Start of SOURCE PASSAGE

BDA Supports Calls for Hospital Food Standards

The British Dietetic Association (BDA) is supporting a new report from Sustain – the alliance for better food and farming – calling for better hospital food with the introduction of hospital food standards in England.
The BDA, founded in 1936, is the professional association for registered dieticians in the UK.  It is the nation’s largest organisation of food and nutrition professionals with over 7,000 members.  The BDA is also an active trade union.
As part of its Better Hospital Food campaign, the Sustain report called Twenty Years of Hospital Food Failure found that between 1992 and 2013, Government introduced 21 failed voluntary initiatives to improve hospital food, costing more than £54 million of taxpayers’ money (enough to pay for thirty four new hospital kitchens); Government did not act when at least 14 warnings from government advisers, MPs, commercial caterers, and health, environmental and animal welfare organisations that voluntary initiatives to improve hospital food were failing; and journalist and broadcaster Loyd Grossman and five different celebrity chefs have been appointed to lead these voluntary initiatives: Albert Roux, John Benson-Smith, Mark Hix, Anton Edelmann and Heston Blumenthal.

End of SOURCE PASSAGE

*TASK DIRECTIONS*: Reproduce the entire article on hospital food standards word for word.

Start of SUPPLIED MATERIAL

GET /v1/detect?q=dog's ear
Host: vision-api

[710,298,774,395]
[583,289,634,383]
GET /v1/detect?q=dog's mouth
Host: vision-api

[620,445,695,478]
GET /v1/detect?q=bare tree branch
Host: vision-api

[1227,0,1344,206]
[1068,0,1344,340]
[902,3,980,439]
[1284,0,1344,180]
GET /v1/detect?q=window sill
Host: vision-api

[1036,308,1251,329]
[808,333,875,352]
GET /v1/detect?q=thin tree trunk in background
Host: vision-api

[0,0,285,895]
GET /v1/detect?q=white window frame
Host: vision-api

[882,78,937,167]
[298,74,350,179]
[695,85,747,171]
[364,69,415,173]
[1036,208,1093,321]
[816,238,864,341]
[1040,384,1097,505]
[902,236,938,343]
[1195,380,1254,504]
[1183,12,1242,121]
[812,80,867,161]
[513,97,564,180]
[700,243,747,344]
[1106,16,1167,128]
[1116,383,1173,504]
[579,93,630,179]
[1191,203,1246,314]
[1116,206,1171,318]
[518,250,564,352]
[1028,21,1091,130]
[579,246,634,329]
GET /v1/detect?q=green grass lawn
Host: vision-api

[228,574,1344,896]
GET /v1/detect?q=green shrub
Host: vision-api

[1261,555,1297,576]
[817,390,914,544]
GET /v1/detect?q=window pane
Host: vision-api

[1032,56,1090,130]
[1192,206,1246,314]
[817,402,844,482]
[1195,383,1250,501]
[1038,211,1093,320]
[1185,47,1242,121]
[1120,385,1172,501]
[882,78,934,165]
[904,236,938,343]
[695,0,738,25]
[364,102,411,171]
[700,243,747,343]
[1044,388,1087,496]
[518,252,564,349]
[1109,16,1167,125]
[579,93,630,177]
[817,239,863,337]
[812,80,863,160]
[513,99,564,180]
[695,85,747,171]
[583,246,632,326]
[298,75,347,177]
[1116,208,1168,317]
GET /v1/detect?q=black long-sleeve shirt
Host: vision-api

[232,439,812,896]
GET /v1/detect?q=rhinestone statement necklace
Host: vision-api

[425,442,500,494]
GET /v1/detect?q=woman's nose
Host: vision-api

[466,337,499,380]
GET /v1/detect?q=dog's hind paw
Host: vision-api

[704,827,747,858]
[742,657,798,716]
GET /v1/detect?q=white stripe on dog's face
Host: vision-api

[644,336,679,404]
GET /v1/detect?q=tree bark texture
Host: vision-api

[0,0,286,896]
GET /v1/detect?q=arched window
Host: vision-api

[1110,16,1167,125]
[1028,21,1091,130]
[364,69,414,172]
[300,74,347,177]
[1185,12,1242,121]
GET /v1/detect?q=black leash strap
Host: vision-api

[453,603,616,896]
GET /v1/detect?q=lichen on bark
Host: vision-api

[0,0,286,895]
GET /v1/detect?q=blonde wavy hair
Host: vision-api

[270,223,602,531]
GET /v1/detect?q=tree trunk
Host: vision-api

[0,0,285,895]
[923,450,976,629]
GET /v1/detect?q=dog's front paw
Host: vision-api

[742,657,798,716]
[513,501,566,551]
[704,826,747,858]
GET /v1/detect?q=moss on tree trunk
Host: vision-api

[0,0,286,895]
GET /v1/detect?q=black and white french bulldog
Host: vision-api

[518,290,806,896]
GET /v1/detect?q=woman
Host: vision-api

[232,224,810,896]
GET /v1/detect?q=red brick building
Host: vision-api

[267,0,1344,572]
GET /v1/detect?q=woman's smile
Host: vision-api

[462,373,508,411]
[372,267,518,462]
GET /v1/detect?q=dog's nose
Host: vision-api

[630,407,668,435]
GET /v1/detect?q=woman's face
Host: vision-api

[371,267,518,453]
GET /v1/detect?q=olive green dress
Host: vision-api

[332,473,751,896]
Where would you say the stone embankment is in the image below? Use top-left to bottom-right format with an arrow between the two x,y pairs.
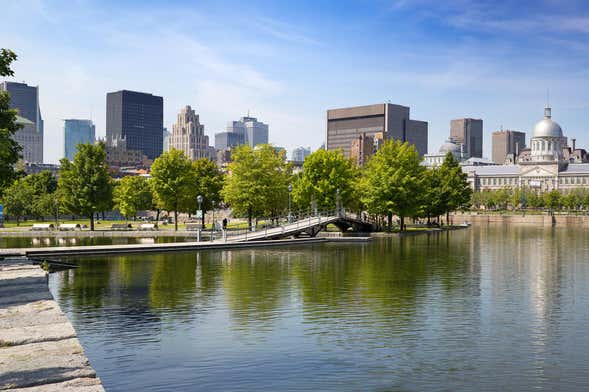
452,213 -> 589,227
0,259 -> 104,392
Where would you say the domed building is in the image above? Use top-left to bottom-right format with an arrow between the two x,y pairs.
462,107 -> 589,192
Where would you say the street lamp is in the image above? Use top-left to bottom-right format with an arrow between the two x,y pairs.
54,197 -> 59,230
211,200 -> 215,241
288,184 -> 292,223
196,195 -> 205,229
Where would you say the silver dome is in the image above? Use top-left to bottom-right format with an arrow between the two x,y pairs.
532,108 -> 562,137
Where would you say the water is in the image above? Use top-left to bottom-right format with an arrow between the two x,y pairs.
50,226 -> 589,391
0,234 -> 196,249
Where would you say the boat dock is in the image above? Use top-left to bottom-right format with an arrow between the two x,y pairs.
0,258 -> 104,392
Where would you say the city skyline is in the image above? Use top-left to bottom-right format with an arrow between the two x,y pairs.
0,0 -> 589,162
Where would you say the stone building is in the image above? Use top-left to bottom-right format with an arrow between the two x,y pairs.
462,108 -> 589,192
326,103 -> 428,158
169,105 -> 216,161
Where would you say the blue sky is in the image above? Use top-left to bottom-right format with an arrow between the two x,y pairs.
0,0 -> 589,161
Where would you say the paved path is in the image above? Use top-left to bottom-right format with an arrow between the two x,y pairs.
0,259 -> 104,392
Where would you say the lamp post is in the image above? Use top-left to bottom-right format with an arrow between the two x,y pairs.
54,198 -> 59,230
211,200 -> 215,241
288,184 -> 292,223
196,195 -> 205,229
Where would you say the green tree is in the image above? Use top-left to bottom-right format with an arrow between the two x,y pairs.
58,143 -> 113,231
361,140 -> 426,231
0,49 -> 22,193
113,176 -> 153,219
192,158 -> 223,228
221,145 -> 291,227
292,149 -> 357,210
438,152 -> 472,222
151,148 -> 196,231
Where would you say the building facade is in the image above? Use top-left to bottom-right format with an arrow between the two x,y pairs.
170,105 -> 216,161
0,82 -> 44,163
326,103 -> 428,158
291,147 -> 311,162
450,118 -> 483,158
106,90 -> 164,160
462,108 -> 589,192
63,119 -> 96,161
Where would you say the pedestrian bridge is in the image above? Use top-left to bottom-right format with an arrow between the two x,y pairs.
223,211 -> 377,242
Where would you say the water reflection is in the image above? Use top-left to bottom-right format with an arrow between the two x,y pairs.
51,226 -> 589,391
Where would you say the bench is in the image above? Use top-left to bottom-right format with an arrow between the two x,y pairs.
186,223 -> 202,231
110,223 -> 133,230
59,223 -> 82,231
31,223 -> 55,231
139,223 -> 157,231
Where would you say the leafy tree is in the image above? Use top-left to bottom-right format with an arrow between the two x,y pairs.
292,149 -> 357,210
113,176 -> 152,219
438,152 -> 472,222
221,145 -> 291,227
192,158 -> 223,228
151,148 -> 196,230
0,49 -> 22,193
58,143 -> 113,231
361,140 -> 426,231
542,189 -> 562,211
2,178 -> 32,226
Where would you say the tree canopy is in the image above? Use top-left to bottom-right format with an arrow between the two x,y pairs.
151,148 -> 196,230
221,145 -> 292,227
360,140 -> 426,230
292,149 -> 357,210
58,143 -> 113,230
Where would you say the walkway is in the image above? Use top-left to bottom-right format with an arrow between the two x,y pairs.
0,259 -> 104,392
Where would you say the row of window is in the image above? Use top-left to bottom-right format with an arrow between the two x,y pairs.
480,177 -> 589,186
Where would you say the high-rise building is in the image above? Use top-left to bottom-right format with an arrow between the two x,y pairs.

End of SUPPLIED MATERIAL

*EXPECTED ANSWER*:
BDA Supports Calls for Hospital Food Standards

The British Dietetic Association (BDA) is supporting a new report from Sustain – the alliance for better food and farming – calling for better hospital food with the introduction of hospital food standards in England.
The BDA, founded in 1936, is the professional association for registered dieticians in the UK.  It is the nation’s largest organisation of food and nutrition professionals with over 7,000 members.  The BDA is also an active trade union.
As part of its Better Hospital Food campaign, the Sustain report called Twenty Years of Hospital Food Failure found that between 1992 and 2013, Government introduced 21 failed voluntary initiatives to improve hospital food, costing more than £54 million of taxpayers’ money (enough to pay for thirty four new hospital kitchens); Government did not act when at least 14 warnings from government advisers, MPs, commercial caterers, and health, environmental and animal welfare organisations that voluntary initiatives to improve hospital food were failing; and journalist and broadcaster Loyd Grossman and five different celebrity chefs have been appointed to lead these voluntary initiatives: Albert Roux, John Benson-Smith, Mark Hix, Anton Edelmann and Heston Blumenthal.